**WHAT THE TASK REQUIRES**
Print every record below exactly as it stands.
*** Opening RECORDS FOR PROCESSING ***
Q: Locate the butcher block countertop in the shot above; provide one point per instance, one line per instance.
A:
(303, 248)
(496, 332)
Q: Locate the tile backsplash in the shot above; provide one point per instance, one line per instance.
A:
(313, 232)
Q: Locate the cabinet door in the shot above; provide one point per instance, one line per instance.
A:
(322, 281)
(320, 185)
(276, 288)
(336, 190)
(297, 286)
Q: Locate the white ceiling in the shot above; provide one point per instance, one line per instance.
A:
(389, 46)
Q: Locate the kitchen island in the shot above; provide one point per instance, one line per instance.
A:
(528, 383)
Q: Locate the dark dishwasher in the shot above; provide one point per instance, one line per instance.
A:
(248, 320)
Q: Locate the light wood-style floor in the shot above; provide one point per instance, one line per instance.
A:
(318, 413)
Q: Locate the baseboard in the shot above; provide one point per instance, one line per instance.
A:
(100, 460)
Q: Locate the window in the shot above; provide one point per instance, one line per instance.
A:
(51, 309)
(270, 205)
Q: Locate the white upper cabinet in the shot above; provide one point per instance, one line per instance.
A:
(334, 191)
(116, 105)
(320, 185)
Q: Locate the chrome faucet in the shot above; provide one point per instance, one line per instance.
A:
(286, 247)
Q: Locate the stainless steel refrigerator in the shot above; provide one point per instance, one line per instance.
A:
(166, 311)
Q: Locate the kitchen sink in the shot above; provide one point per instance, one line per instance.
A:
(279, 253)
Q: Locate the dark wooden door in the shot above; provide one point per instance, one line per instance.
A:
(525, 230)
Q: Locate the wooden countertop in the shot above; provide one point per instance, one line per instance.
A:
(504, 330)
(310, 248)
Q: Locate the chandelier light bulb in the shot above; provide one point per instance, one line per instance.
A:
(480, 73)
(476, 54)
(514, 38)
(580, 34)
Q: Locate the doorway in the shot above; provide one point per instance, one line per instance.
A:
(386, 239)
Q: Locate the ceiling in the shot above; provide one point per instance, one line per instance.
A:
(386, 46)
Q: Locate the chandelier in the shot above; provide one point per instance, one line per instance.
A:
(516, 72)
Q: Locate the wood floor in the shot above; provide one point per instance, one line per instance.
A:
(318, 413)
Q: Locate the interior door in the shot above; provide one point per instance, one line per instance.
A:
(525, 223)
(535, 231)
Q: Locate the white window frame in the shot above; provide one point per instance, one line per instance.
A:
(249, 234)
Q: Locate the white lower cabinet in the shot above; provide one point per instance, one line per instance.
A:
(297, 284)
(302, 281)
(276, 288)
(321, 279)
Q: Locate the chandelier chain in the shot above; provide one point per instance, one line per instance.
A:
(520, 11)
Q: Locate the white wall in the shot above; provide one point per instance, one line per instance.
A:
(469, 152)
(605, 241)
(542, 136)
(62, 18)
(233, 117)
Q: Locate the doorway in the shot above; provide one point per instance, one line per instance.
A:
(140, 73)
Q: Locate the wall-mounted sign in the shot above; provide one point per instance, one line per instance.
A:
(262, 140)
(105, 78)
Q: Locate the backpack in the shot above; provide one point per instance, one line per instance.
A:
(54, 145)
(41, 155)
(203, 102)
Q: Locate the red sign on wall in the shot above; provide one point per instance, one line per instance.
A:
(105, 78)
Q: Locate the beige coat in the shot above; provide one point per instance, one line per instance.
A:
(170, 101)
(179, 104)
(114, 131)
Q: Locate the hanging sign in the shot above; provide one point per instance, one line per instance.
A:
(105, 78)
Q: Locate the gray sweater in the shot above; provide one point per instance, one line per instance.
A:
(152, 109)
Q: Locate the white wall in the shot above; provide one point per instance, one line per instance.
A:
*** Closing RECORDS FOR PROCESSING ***
**SOLUTION FOR THIS TASK**
Q: Locate the butcher block countertop in the shot above; provide one point per instance, one line per instance.
A:
(303, 248)
(496, 332)
Q: Locate the tile backsplash in the shot above; provide one point per instance, one line per instance.
A:
(313, 232)
Q: Locate the cabinet door in the shot above; provide one point per instance, one line per instance.
A:
(322, 281)
(320, 185)
(276, 288)
(336, 190)
(297, 286)
Q: Locate the white ceiling in the shot above; provide one point per instance, one line per instance.
A:
(389, 46)
Q: Locate the kitchen island in the shot above; provide one point per instance, one line per instance.
A:
(528, 383)
Q: Locate the dark dishwasher in the shot above; provide one point per instance, one line per instance.
A:
(248, 320)
Q: Locate the light wood-style floor in the shot above; provide one point per instance, one line per instance.
A:
(318, 413)
Q: Locate the baseboard in the shot above; provide one point per instance, one line per instance.
A:
(100, 460)
Q: Locate the window in the shot above; provide one point per instance, one line per instance.
A:
(51, 309)
(270, 205)
Q: Locate the white upper cabinet in the shot above; provide one point per instance, one line per instance.
A:
(334, 191)
(116, 105)
(320, 185)
Q: Locate the chrome faucet in the shot above; provide one point per instance, one line per instance.
A:
(286, 247)
Q: Locate the stainless steel refrigerator in the shot above; provide one point per instance, one line per instance.
A:
(166, 311)
Q: Locate the kitchen sink in the shot above; provide one point per instance, one line per instance.
A:
(279, 253)
Q: Locate the dark wooden door in the shot above; provide one point per instance, one line per instance.
A:
(525, 230)
Q: Locate the wooden countertop in the shot above; provide one point per instance, one line per instance.
A:
(504, 330)
(310, 248)
Q: Locate the chandelier light bulb in the shot above; provide one point per instance, one line per instance.
A:
(480, 73)
(476, 54)
(514, 38)
(580, 34)
Q: Locate the doorway in the shot above; provide one point per instance, one line per instance.
A:
(386, 239)
Q: Locate the ceiling in the shot above; provide one point per instance, one line per instance.
A:
(386, 46)
Q: Locate the chandelier in the shot above; provide one point per instance, one line per instance.
A:
(516, 72)
Q: Locate the wood floor in the shot above; provide one point per instance, one line per instance.
A:
(318, 413)
Q: Locate the interior door in the shot above; provide one point per instance, one line per instance.
A:
(525, 223)
(535, 231)
Q: Locate the white window frame in the shot above; provide one point per instance, one line per instance.
A:
(249, 234)
Q: Locate the white lower cabinet in the shot above; provide one point per instance, one line per instance.
A:
(297, 284)
(302, 281)
(276, 288)
(321, 279)
Q: Locate the chandelier chain in the shot above; provide one point per instance, one line per instance.
A:
(520, 11)
Q: Locate the white wall in the shot above; provide one point per instance, one line per instance.
A:
(469, 152)
(605, 241)
(542, 136)
(62, 18)
(233, 117)
Q: Locate the doorway in the shot above; provide one point per instance, one line per instance.
A:
(140, 73)
Q: Locate the wall-mounted sign in the shot above; provide one point per instance, one line per instance.
A:
(262, 140)
(105, 78)
Q: Locate the backpack in the shot above; provide one point per instance, one line per instance.
A:
(54, 145)
(41, 155)
(203, 102)
Q: Locate the red sign on wall in the shot above; provide one point per instance, one line per instance.
A:
(105, 78)
Q: Locate the beige coat in the shot above; provide one point per instance, one line per instance.
A:
(170, 101)
(179, 104)
(114, 131)
Q: Locate the hanging sign in the shot above; provide one point per instance, one line per instance.
A:
(105, 78)
Q: Locate the gray sweater in the shot above; provide one point per instance, one line per instance.
A:
(152, 109)
Q: Locate the white wall in the shot above; provide one point per instance, one line per instance.
A:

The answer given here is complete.